**Information provided:**
————

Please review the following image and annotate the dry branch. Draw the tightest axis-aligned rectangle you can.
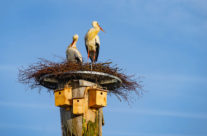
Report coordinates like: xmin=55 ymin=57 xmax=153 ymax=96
xmin=18 ymin=59 xmax=142 ymax=101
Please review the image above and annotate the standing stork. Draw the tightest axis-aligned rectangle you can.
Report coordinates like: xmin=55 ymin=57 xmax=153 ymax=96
xmin=85 ymin=21 xmax=104 ymax=63
xmin=66 ymin=34 xmax=82 ymax=63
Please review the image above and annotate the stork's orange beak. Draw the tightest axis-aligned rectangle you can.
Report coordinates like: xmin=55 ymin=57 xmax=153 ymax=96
xmin=98 ymin=25 xmax=104 ymax=32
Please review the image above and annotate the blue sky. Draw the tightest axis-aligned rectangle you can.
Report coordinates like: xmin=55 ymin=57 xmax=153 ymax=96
xmin=0 ymin=0 xmax=207 ymax=136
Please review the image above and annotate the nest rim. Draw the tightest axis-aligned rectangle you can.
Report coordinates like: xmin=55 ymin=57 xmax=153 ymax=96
xmin=39 ymin=71 xmax=122 ymax=89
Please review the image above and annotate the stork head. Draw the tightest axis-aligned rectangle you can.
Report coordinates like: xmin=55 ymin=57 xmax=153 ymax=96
xmin=92 ymin=21 xmax=104 ymax=32
xmin=70 ymin=34 xmax=78 ymax=47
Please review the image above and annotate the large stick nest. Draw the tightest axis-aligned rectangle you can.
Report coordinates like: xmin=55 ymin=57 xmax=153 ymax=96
xmin=18 ymin=59 xmax=143 ymax=101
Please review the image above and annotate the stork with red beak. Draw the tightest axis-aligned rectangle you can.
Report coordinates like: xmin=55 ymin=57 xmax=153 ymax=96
xmin=66 ymin=34 xmax=82 ymax=63
xmin=85 ymin=21 xmax=104 ymax=63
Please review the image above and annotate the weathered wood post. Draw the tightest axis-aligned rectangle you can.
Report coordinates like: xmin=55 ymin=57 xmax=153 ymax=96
xmin=41 ymin=71 xmax=121 ymax=136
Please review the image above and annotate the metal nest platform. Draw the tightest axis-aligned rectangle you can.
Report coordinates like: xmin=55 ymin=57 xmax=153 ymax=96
xmin=40 ymin=71 xmax=122 ymax=90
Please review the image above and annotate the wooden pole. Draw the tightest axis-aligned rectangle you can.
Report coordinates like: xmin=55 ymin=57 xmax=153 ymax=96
xmin=58 ymin=80 xmax=103 ymax=136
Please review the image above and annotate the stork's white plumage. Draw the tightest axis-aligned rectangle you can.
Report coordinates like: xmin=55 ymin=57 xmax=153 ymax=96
xmin=85 ymin=21 xmax=104 ymax=63
xmin=66 ymin=34 xmax=82 ymax=63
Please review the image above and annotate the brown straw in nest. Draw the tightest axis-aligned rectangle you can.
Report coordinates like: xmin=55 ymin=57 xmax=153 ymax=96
xmin=18 ymin=59 xmax=143 ymax=101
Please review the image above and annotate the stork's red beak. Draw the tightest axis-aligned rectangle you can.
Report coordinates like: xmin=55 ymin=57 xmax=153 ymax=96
xmin=98 ymin=25 xmax=104 ymax=32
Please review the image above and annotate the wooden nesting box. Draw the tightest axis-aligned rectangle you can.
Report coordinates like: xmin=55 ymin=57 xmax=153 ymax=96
xmin=73 ymin=98 xmax=84 ymax=114
xmin=54 ymin=87 xmax=72 ymax=106
xmin=88 ymin=88 xmax=107 ymax=108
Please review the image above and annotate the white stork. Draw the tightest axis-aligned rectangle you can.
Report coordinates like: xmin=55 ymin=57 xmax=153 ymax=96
xmin=85 ymin=21 xmax=104 ymax=63
xmin=66 ymin=34 xmax=82 ymax=63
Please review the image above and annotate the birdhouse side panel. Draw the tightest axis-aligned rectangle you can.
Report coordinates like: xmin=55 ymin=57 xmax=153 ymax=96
xmin=88 ymin=90 xmax=96 ymax=107
xmin=54 ymin=88 xmax=72 ymax=106
xmin=73 ymin=98 xmax=84 ymax=114
xmin=96 ymin=91 xmax=107 ymax=107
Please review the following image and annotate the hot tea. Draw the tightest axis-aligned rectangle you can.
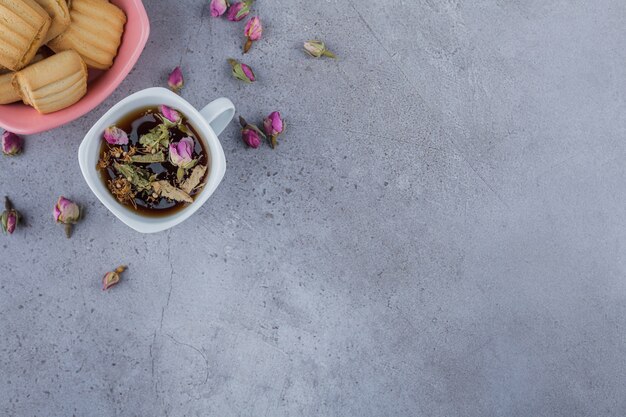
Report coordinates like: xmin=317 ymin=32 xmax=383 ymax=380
xmin=97 ymin=106 xmax=209 ymax=216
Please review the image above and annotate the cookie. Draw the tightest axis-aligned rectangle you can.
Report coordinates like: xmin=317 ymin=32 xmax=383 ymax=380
xmin=35 ymin=0 xmax=70 ymax=43
xmin=13 ymin=51 xmax=87 ymax=113
xmin=48 ymin=0 xmax=126 ymax=69
xmin=0 ymin=72 xmax=21 ymax=104
xmin=0 ymin=0 xmax=52 ymax=71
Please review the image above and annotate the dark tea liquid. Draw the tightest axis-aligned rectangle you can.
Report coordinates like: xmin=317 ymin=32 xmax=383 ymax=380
xmin=99 ymin=106 xmax=210 ymax=217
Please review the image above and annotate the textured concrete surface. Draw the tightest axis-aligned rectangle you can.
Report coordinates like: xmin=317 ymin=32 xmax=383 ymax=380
xmin=0 ymin=0 xmax=626 ymax=417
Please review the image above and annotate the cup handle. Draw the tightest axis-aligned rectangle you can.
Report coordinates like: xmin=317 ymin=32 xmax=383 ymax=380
xmin=200 ymin=97 xmax=235 ymax=136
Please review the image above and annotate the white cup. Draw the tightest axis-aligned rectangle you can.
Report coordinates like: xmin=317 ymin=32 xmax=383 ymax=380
xmin=78 ymin=87 xmax=235 ymax=233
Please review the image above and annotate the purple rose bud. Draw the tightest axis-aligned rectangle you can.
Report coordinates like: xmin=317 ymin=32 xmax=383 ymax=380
xmin=2 ymin=131 xmax=23 ymax=156
xmin=209 ymin=0 xmax=228 ymax=17
xmin=159 ymin=104 xmax=182 ymax=123
xmin=169 ymin=137 xmax=194 ymax=169
xmin=263 ymin=111 xmax=285 ymax=148
xmin=304 ymin=40 xmax=336 ymax=58
xmin=102 ymin=265 xmax=126 ymax=291
xmin=228 ymin=59 xmax=256 ymax=83
xmin=54 ymin=196 xmax=80 ymax=224
xmin=54 ymin=196 xmax=80 ymax=238
xmin=226 ymin=1 xmax=252 ymax=22
xmin=0 ymin=197 xmax=20 ymax=235
xmin=239 ymin=116 xmax=265 ymax=148
xmin=243 ymin=16 xmax=263 ymax=54
xmin=263 ymin=111 xmax=283 ymax=135
xmin=104 ymin=126 xmax=128 ymax=145
xmin=167 ymin=66 xmax=183 ymax=92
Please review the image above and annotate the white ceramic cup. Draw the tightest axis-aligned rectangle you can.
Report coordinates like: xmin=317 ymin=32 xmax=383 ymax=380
xmin=78 ymin=87 xmax=235 ymax=233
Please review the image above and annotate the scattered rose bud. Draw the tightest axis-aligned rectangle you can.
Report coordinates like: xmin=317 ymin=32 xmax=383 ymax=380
xmin=167 ymin=67 xmax=185 ymax=93
xmin=263 ymin=111 xmax=286 ymax=149
xmin=209 ymin=0 xmax=228 ymax=17
xmin=239 ymin=116 xmax=265 ymax=148
xmin=304 ymin=40 xmax=337 ymax=58
xmin=104 ymin=126 xmax=128 ymax=145
xmin=0 ymin=197 xmax=20 ymax=235
xmin=243 ymin=16 xmax=263 ymax=54
xmin=159 ymin=104 xmax=183 ymax=124
xmin=102 ymin=265 xmax=126 ymax=291
xmin=54 ymin=196 xmax=80 ymax=238
xmin=2 ymin=131 xmax=23 ymax=156
xmin=228 ymin=59 xmax=256 ymax=83
xmin=226 ymin=1 xmax=252 ymax=22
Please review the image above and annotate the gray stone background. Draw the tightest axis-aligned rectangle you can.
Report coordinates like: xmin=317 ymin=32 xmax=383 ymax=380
xmin=0 ymin=0 xmax=626 ymax=417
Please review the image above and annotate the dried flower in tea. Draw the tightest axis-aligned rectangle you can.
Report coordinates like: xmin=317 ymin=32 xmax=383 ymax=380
xmin=97 ymin=105 xmax=208 ymax=214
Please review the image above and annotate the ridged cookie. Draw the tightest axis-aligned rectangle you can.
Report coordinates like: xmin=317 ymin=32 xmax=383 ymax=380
xmin=35 ymin=0 xmax=70 ymax=43
xmin=0 ymin=0 xmax=51 ymax=71
xmin=48 ymin=0 xmax=126 ymax=69
xmin=13 ymin=51 xmax=87 ymax=113
xmin=0 ymin=72 xmax=21 ymax=104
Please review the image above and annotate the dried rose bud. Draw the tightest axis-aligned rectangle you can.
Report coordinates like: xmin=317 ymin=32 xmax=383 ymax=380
xmin=2 ymin=131 xmax=24 ymax=156
xmin=169 ymin=137 xmax=194 ymax=169
xmin=228 ymin=59 xmax=256 ymax=83
xmin=0 ymin=197 xmax=20 ymax=235
xmin=104 ymin=126 xmax=128 ymax=145
xmin=226 ymin=1 xmax=252 ymax=22
xmin=209 ymin=0 xmax=228 ymax=17
xmin=159 ymin=104 xmax=182 ymax=123
xmin=102 ymin=265 xmax=126 ymax=291
xmin=54 ymin=196 xmax=80 ymax=238
xmin=263 ymin=111 xmax=286 ymax=148
xmin=243 ymin=16 xmax=263 ymax=54
xmin=304 ymin=40 xmax=336 ymax=58
xmin=167 ymin=67 xmax=185 ymax=92
xmin=239 ymin=116 xmax=265 ymax=148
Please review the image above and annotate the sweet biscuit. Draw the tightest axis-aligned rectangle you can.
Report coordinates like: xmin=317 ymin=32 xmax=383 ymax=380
xmin=35 ymin=0 xmax=70 ymax=43
xmin=48 ymin=0 xmax=126 ymax=69
xmin=13 ymin=51 xmax=87 ymax=113
xmin=0 ymin=0 xmax=52 ymax=71
xmin=0 ymin=72 xmax=21 ymax=104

————

**Task:**
Rewrite everything from the line containing "Please review the image above and annotate the standing" down to the line containing "xmin=0 ymin=0 xmax=207 ymax=136" as a numbered list, omitting any blank lines.

**Exercise answer:**
1. Please review the image above and annotate the standing stork. Draw the tightest axis-aligned rectangle you can.
2. Report coordinates like: xmin=55 ymin=57 xmax=153 ymax=96
3. xmin=85 ymin=21 xmax=104 ymax=63
4. xmin=66 ymin=34 xmax=82 ymax=63
5. Please review the image above and annotate the stork's orange beak. Draw the tightest axis-aligned rectangle you can.
6. Report coordinates like: xmin=55 ymin=57 xmax=153 ymax=96
7. xmin=98 ymin=25 xmax=104 ymax=32
8. Please review the image above and annotate the blue sky. Draw the tightest axis-aligned rectangle you can.
9. Report coordinates like: xmin=55 ymin=57 xmax=153 ymax=96
10. xmin=0 ymin=0 xmax=207 ymax=136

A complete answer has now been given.